===== Material shown =====
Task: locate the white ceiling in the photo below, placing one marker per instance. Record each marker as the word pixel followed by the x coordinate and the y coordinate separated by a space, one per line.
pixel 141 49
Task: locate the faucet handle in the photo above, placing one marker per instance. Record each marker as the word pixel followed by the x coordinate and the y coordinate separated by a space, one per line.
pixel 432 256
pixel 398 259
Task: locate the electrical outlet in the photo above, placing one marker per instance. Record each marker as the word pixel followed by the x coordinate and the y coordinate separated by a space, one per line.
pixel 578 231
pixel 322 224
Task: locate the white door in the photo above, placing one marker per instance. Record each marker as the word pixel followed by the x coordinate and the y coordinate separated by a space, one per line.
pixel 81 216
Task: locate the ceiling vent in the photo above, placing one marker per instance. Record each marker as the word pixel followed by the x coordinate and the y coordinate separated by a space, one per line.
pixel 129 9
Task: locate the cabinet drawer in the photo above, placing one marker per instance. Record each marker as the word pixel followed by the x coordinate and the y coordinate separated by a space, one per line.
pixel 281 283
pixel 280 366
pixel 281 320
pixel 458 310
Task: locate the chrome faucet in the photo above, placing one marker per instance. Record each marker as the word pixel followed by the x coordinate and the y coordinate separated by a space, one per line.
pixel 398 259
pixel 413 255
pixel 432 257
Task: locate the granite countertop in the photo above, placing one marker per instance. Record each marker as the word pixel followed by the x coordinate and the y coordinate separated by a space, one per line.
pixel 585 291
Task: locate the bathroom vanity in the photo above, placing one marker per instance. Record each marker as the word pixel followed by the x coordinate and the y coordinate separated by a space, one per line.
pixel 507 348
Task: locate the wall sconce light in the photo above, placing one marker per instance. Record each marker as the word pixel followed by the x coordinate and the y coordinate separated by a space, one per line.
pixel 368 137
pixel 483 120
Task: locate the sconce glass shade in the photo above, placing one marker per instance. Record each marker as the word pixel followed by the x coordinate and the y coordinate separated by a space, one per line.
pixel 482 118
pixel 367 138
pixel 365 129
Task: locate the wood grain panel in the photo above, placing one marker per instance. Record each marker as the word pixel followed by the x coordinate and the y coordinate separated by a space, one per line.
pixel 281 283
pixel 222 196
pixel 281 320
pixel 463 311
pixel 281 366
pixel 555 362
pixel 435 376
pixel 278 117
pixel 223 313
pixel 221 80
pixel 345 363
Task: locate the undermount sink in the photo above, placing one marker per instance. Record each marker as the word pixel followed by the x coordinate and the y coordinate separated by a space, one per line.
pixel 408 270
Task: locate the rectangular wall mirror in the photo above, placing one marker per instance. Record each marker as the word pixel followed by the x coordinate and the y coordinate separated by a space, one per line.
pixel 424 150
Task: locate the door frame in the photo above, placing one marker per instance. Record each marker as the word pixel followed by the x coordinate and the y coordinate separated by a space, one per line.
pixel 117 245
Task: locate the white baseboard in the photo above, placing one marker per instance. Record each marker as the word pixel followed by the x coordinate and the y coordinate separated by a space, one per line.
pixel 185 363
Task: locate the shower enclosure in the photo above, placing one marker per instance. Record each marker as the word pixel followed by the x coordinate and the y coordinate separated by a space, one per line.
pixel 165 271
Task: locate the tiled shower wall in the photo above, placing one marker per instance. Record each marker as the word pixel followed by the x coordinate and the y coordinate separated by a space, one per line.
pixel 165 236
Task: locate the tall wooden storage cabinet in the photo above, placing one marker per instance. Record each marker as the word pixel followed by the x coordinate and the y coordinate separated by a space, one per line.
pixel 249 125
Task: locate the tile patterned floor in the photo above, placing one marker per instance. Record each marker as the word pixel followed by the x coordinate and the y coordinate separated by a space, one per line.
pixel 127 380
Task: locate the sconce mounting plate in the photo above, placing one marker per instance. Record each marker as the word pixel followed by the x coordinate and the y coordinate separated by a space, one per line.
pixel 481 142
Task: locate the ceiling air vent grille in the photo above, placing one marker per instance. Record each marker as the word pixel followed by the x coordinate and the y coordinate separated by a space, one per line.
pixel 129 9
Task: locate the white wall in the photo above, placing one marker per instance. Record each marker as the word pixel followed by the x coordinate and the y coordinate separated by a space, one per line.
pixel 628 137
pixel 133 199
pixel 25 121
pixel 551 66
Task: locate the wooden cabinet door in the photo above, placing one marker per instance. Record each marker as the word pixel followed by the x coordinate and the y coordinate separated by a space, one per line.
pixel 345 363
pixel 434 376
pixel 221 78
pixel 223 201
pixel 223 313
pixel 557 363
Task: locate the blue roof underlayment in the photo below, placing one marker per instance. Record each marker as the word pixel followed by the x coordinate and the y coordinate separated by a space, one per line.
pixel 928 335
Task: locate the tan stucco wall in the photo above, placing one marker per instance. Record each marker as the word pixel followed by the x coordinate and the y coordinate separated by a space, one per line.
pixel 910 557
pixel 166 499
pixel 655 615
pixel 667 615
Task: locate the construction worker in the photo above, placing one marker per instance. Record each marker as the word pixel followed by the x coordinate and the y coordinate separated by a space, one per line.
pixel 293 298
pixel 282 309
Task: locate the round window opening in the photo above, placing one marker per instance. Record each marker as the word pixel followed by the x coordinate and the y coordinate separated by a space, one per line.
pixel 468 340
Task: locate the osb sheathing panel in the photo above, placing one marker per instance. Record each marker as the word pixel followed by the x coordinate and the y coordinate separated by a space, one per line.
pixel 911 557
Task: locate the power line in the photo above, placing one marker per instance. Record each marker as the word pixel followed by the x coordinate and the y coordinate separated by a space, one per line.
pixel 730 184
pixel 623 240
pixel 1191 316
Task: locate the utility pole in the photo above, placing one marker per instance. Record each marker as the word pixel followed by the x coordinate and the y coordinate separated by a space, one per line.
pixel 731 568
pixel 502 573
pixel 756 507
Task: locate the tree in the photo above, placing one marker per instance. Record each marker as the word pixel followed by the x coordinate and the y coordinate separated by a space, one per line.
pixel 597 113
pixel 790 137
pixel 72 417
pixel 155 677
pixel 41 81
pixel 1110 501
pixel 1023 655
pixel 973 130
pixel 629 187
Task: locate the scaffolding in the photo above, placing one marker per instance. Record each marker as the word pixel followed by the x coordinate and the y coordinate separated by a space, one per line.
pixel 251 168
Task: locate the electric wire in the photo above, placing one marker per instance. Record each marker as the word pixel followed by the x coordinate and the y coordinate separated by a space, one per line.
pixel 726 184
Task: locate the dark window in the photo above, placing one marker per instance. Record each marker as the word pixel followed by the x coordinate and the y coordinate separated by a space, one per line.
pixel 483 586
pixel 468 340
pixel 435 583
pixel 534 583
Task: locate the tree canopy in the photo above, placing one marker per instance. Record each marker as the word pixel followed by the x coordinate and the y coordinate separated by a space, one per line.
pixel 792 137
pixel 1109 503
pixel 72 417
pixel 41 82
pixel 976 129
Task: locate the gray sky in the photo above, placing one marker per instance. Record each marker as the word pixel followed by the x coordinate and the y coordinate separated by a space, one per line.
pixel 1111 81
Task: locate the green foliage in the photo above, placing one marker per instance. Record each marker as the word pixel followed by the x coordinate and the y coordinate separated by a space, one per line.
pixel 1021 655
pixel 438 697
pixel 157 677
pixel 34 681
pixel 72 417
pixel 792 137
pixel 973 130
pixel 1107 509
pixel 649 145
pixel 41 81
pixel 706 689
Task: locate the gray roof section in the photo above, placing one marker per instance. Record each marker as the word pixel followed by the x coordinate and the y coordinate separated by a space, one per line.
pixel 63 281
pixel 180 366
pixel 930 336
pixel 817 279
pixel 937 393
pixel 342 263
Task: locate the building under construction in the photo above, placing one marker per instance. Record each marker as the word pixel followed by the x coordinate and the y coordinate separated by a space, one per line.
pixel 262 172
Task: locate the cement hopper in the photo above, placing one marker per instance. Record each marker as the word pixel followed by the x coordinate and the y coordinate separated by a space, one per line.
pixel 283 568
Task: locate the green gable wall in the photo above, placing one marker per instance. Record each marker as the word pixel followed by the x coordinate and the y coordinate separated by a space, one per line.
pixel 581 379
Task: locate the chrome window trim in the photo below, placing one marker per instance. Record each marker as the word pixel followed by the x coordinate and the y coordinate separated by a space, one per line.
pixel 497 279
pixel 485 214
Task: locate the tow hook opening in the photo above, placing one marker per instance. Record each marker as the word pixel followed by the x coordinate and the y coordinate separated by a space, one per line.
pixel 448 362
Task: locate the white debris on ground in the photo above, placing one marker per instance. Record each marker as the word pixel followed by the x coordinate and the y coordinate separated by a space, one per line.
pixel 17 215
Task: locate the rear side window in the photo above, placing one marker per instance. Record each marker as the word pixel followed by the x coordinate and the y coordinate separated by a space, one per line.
=====
## Task statement
Return only those lines that run from the one containing "Task: locate the building" through the end of the entries, keeping each exactly as written.

## Task response
Task: locate the building under construction in the photo above, placing one marker per instance. Record each marker as the word pixel followed by the x coordinate and the y coordinate separated by a space, one per line.
pixel 262 172
Task: locate the cement hopper in the photo above, placing one marker per instance. Record each marker as the word pixel followed by the x coordinate and the y coordinate separated by a space, one per line.
pixel 283 568
Task: locate the green gable wall in the photo above, placing one marker per instance. Record each marker as the word pixel followed by the x coordinate and the y coordinate separated by a space, one per line.
pixel 581 379
Task: locate the chrome window trim in the photo below, placing one marker per instance. Record each marker as the word pixel followed by the x coordinate and the y coordinate separated by a space, one per line.
pixel 497 279
pixel 485 214
Task: locate the tow hook opening in the photo above, placing one marker per instance. Record each marker as the word pixel followed by the x coordinate and the y coordinate separated by a space, one per line.
pixel 448 362
Task: locate the white debris on ground in the photo above, placing one marker per instance. Record each marker as the word pixel followed by the x coordinate and the y coordinate separated by a space, one per line.
pixel 17 215
Task: locate the rear side window in the photo above, placing one marker per instance. Record each marker as the word pixel followed by the x coordinate and the y coordinate separated by a space, one per line.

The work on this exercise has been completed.